Задание: Представьте весь материал в виде JSON-списка строк, по одной строке списка на каждую его строку, пустые строки пропустите. Картинки в ответ не включайте.

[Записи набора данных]
----

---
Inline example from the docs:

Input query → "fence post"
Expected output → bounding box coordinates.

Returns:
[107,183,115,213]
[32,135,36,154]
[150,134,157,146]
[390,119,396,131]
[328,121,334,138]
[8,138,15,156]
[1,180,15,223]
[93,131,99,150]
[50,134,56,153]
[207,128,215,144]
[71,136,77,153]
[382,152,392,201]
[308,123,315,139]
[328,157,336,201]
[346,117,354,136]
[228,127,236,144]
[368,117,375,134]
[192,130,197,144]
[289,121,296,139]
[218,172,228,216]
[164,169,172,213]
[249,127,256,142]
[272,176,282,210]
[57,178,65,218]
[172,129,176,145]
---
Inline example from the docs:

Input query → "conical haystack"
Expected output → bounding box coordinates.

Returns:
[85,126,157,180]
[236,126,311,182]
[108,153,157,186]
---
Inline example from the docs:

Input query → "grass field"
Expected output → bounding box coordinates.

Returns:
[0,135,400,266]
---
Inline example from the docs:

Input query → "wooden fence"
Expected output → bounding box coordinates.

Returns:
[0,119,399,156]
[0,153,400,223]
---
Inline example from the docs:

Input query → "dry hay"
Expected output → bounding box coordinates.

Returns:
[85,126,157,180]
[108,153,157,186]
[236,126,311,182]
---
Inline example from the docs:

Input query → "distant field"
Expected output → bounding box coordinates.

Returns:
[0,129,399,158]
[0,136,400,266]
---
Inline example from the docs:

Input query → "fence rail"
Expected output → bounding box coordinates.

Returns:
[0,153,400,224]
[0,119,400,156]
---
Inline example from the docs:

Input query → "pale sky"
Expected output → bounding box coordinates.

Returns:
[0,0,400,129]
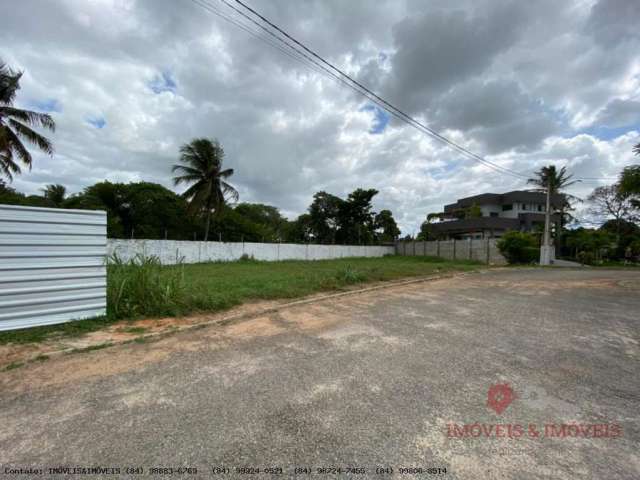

----

Готовое решение:
[
  "---",
  "Inline example from the docs:",
  "Input query → \"fence post\"",
  "Expected output → bounding box coordinates.",
  "Returns:",
  "[107,183,115,213]",
  "[32,135,36,154]",
  "[150,134,157,146]",
  "[390,119,396,131]",
  "[328,121,334,138]",
  "[8,138,15,156]",
  "[1,180,15,223]",
  "[93,131,99,150]",
  "[50,134,56,153]",
  "[207,128,215,144]",
  "[71,136,77,153]",
  "[382,152,392,201]",
  "[308,123,315,139]",
  "[328,157,336,201]",
  "[346,117,354,136]",
  "[228,127,236,144]",
  "[368,117,375,134]",
  "[192,130,197,144]",
  "[289,121,296,139]",
  "[218,172,228,216]",
  "[164,169,172,213]",
  "[249,127,256,142]",
  "[272,176,282,210]",
  "[57,178,65,218]",
  "[172,129,176,145]",
  "---",
  "Inline example from the docs:",
  "Input query → \"conical haystack\"",
  "Expected output → bounding box coordinates.",
  "Returns:",
  "[85,126,157,180]",
  "[236,126,311,182]",
  "[108,153,157,186]",
  "---",
  "Inline example from the docs:",
  "Input query → \"grass field\"",
  "Expected output → bounding box coordinates.",
  "Returns:",
  "[0,135,400,266]",
  "---",
  "Inline example from the docs:",
  "Input query → \"wooden fence\"",
  "Expected output → bounding box coordinates.",
  "Returns:",
  "[0,119,399,156]",
  "[0,153,400,223]",
  "---",
  "Inline example from the docs:",
  "Input query → \"dry hay\"",
  "Expected output → bounding box coordinates.",
  "Returns:",
  "[85,126,157,180]",
  "[108,153,157,186]",
  "[236,126,311,182]",
  "---",
  "Inline example from the docs:",
  "Input query → \"distant field\"",
  "Expected output → bounding box coordinates.",
  "Returns:",
  "[0,129,399,158]",
  "[0,136,400,266]",
  "---",
  "Inline example from the docs:",
  "Input query → \"fence rail\"",
  "Expected output → bounding box coordinates.",
  "Returns:",
  "[0,153,400,224]",
  "[0,119,400,156]",
  "---",
  "Inline example from the docs:",
  "Input query → \"pale sky\"",
  "Expected output → bounding box coordinates.",
  "Returns:",
  "[0,0,400,129]"
]